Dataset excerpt

+++++

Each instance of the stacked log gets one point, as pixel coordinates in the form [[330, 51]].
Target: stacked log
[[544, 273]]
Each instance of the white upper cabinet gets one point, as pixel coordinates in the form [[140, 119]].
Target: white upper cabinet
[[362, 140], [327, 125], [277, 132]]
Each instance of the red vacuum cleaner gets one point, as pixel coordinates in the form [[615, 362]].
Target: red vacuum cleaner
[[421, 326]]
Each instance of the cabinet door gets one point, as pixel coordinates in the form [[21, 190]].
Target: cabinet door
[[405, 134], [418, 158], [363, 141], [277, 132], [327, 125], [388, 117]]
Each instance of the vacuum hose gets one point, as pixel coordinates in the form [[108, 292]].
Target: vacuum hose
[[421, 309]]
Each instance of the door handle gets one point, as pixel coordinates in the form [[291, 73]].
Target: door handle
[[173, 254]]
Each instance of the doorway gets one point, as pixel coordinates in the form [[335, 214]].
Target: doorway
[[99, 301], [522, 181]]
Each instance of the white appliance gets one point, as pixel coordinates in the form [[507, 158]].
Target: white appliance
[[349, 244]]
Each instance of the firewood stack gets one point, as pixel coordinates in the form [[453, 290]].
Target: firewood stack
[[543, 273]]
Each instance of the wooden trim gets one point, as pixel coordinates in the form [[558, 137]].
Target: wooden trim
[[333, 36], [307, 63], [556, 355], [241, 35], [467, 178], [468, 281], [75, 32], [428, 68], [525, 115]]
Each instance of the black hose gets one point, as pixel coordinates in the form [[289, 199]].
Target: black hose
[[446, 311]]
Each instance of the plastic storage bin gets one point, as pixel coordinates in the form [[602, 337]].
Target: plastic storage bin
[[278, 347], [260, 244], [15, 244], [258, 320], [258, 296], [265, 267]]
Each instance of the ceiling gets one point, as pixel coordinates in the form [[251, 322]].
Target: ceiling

+++++

GOAL
Output all of the lines above verbatim, from the first through the last.

OUTPUT OF THE TASK
Each instance of the stacked log gets one point, as pixel coordinates in the form [[330, 51]].
Target: stacked log
[[544, 273]]
Each instance of the white upper cabinet gets one point, as pixel coordinates in the form [[140, 119]].
Target: white upper cabinet
[[362, 140], [327, 125], [277, 132]]
Each instance of the red vacuum cleaner gets one point, as pixel coordinates in the form [[615, 362]].
Target: red vacuum cleaner
[[421, 326]]
Each instance of the cabinet door gets one point, as pixel coordinates in the form [[21, 190]].
Target: cabinet door
[[405, 134], [418, 158], [363, 141], [277, 132], [327, 125], [388, 117]]
Each instance of the vacuum hose gets one point, as pixel coordinates in the form [[108, 292]].
Target: vacuum hose
[[421, 309]]
Each instance of the door handle gets one point, as pixel coordinates in the form [[291, 73]].
Target: door handle
[[173, 254]]
Each instance of the doorway gets one point, as pixel coordinates in the form [[335, 214]].
Target: doorway
[[99, 301], [522, 181]]
Each instance of the white appliance gets one point, as pixel coordinates in the form [[507, 158]].
Target: white appliance
[[349, 244]]
Each instance of the firewood stack gets one point, as pixel coordinates in the form [[453, 290]].
Target: firewood stack
[[543, 273]]
Each instance of the wooden trim gets one point, as pixel coordinates in the form [[558, 137]].
Target: wooden trim
[[333, 36], [307, 63], [556, 355], [241, 35], [467, 178], [468, 281], [75, 32], [428, 68], [525, 115]]
Each instance of the black hose gets one point, as pixel coordinates in the form [[289, 199]].
Target: black hose
[[446, 311]]
Each instance of the plastic storage bin gets one point, as pixel coordinates in the form [[602, 337]].
Target: plastic storage bin
[[278, 347], [260, 244], [15, 244], [258, 320], [258, 296], [265, 267]]
Each instance of the ceiling gets one point, as pixel coordinates in the form [[251, 322]].
Target: ceiling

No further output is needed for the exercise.